WHAT TO WORK ON —
- A) Answer each question from the Gettysburg reenactment passage below.
(i) Which three constituencies does the passage name as critical when organizing a reenactment?
(ii) What three reasons does the passage give for why very few groups organize large reenactments?
(iii) In what month and year did the battle being reenacted take place?
- B) Summarize the Gettysburg reenactment passage below in two sentences.
- C) From the Gettysburg reenactment passage below, transcribe the part that opens with the words containing "We look forward" and closes with "gave their all.".

PASSAGE PROVIDED —
-=-=-
As an organization we learned one thing very early in our history. When you organize a reenactment there are three very critical constituencies. They are the Reenactors, the Visitors and the Community. Too often one or more is neglected. It is consistently our goal to equally and responsibly serve all three. There is a reason that very few groups organize large reenactments. It is normally difficult, it takes experience and it is risky. As the Gettysburg Reenactment organization we continue to consistently learn and improve every year. That is good for the Reenactors, the Visitors and the Community. It also enables us to walk down the street when the event has concluded, and hold our heads high.
We look forward to and welcome your participation in each Annual Gettysburg Civil War Reenactment. Reenacting this iconic and pivotal battle that took place July 1863 is a tribute to the soldiers who gave their all.
-=-=-
GIVEN RECORDS —
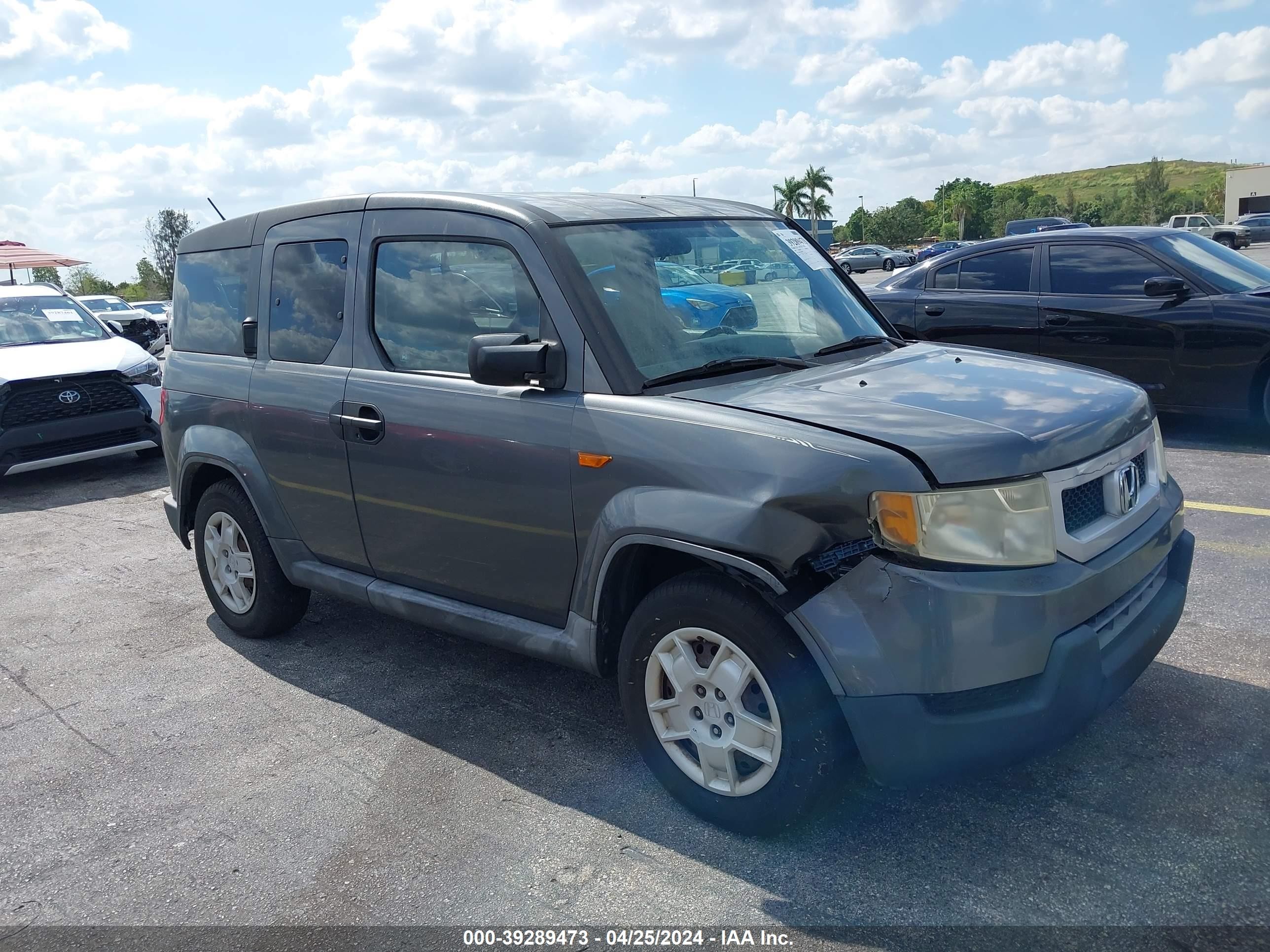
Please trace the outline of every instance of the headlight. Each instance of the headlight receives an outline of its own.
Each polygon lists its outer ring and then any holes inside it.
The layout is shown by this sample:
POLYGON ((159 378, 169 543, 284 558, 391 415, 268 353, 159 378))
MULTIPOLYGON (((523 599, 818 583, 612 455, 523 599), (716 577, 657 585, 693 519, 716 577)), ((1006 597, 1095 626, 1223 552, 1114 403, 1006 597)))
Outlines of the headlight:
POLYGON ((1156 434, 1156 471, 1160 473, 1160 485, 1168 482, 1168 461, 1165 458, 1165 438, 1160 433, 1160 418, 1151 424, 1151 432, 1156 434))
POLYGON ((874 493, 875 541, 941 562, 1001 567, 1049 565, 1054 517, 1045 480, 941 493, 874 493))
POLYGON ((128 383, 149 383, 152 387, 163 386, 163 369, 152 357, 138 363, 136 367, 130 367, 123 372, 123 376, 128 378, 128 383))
-=-=-
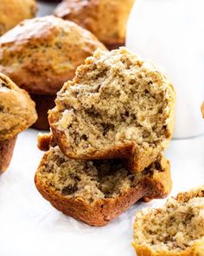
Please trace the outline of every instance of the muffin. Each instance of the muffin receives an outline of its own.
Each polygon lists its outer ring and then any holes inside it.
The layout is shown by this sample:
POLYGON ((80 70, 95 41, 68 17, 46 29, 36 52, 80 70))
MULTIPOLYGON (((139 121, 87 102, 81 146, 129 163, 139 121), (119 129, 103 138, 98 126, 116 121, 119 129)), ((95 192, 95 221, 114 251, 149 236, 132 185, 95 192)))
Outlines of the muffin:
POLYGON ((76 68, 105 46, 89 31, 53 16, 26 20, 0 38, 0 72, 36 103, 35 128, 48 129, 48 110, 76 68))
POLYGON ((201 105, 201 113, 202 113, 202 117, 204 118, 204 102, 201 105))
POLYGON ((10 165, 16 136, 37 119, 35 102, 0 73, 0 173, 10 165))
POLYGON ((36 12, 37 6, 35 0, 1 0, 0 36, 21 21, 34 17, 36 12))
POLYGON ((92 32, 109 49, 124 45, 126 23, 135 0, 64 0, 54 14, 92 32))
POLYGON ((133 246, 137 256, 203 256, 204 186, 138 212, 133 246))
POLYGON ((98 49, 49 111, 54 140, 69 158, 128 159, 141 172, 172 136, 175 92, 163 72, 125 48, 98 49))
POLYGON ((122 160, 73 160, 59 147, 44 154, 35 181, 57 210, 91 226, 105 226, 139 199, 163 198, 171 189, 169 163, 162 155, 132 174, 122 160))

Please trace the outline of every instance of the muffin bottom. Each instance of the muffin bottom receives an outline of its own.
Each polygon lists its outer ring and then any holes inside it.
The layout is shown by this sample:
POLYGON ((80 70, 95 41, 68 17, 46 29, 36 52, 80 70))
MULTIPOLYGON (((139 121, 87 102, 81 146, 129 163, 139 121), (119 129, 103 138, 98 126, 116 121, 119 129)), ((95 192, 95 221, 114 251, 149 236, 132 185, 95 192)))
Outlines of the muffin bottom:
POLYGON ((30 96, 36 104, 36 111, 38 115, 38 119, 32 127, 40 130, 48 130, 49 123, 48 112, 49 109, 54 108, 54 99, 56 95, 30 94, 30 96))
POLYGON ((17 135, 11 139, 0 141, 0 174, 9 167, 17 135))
-=-=-
ANSWERS BY ITEM —
- A)
(i) The Reenactors, the Visitors and the Community.
(ii) It is normally difficult, it takes experience and it is risky.
(iii) July 1863.

- B) The Gettysburg Reenactment organization aims to serve reenactors, visitors and the community equally, and it keeps learning and improving every year in work that is difficult, requires experience and carries risk. It welcomes participation in each annual reenactment, which honors the soldiers who fought in the July 1863 battle.

- C)
We look forward to and welcome your participation in each Annual Gettysburg Civil War Reenactment. Reenacting this iconic and pivotal battle that took place July 1863 is a tribute to the soldiers who gave their all.